- [Work task]:
Within the entries below, the lines from the one with "[point] at the light" through the one with "[point] at the white wall corner" are to be set down exactly, both ends kept.

- [Available records]:

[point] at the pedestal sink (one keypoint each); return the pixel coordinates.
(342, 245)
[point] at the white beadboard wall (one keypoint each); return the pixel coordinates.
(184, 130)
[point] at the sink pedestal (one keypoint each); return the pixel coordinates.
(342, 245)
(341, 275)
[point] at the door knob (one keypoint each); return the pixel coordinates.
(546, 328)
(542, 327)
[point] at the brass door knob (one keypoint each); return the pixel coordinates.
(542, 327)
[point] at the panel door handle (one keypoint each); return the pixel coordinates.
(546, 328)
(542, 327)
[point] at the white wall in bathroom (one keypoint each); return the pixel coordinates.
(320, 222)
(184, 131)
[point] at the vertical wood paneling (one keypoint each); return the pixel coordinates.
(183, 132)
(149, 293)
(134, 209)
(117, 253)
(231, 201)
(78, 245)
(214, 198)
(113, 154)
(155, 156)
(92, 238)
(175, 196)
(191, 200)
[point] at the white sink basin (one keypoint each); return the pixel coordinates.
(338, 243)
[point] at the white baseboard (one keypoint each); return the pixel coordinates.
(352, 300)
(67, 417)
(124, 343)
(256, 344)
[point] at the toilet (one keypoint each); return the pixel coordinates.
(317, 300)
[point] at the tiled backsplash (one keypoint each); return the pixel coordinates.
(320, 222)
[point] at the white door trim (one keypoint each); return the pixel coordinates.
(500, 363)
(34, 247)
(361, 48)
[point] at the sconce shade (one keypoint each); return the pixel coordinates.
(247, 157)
...
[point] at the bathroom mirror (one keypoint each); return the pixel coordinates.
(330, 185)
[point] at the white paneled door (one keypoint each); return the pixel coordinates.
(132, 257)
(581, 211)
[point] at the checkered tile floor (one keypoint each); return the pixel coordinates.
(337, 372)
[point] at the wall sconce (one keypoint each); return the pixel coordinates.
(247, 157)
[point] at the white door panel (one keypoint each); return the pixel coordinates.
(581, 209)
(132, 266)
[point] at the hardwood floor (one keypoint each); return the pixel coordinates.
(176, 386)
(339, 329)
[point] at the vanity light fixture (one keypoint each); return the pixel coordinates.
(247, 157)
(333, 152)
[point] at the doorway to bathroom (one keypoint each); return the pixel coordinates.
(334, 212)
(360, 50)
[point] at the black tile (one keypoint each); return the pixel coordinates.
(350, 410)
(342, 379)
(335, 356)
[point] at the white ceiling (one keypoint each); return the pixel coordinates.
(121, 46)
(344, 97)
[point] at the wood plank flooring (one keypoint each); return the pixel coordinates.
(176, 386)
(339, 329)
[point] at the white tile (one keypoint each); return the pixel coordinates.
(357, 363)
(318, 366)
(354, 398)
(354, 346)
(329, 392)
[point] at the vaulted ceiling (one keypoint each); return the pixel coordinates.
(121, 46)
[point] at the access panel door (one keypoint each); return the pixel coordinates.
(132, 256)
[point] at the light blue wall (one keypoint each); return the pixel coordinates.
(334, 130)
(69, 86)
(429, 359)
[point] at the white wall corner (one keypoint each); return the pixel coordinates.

- [Result of the task]:
[point] at the light blue wall (one keypoint each); return the pixel coordinates.
(334, 130)
(69, 86)
(429, 359)
[point] at the white wall corner (one keypoint each); return the pixel coordinates.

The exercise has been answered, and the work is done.